Using the data below, copy every line that contains the word "query".

--------------------------------

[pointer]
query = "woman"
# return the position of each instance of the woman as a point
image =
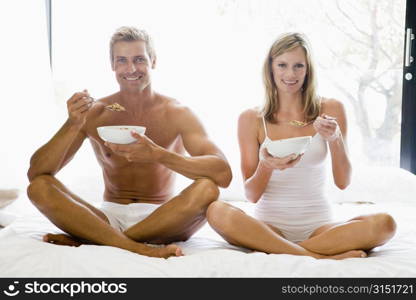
(292, 213)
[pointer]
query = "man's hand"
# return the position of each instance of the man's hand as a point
(280, 163)
(142, 151)
(78, 106)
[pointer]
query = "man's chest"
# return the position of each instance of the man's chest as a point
(158, 129)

--------------------------------

• Output for this task
query = "woman"
query = "man's hand"
query = "man's chest"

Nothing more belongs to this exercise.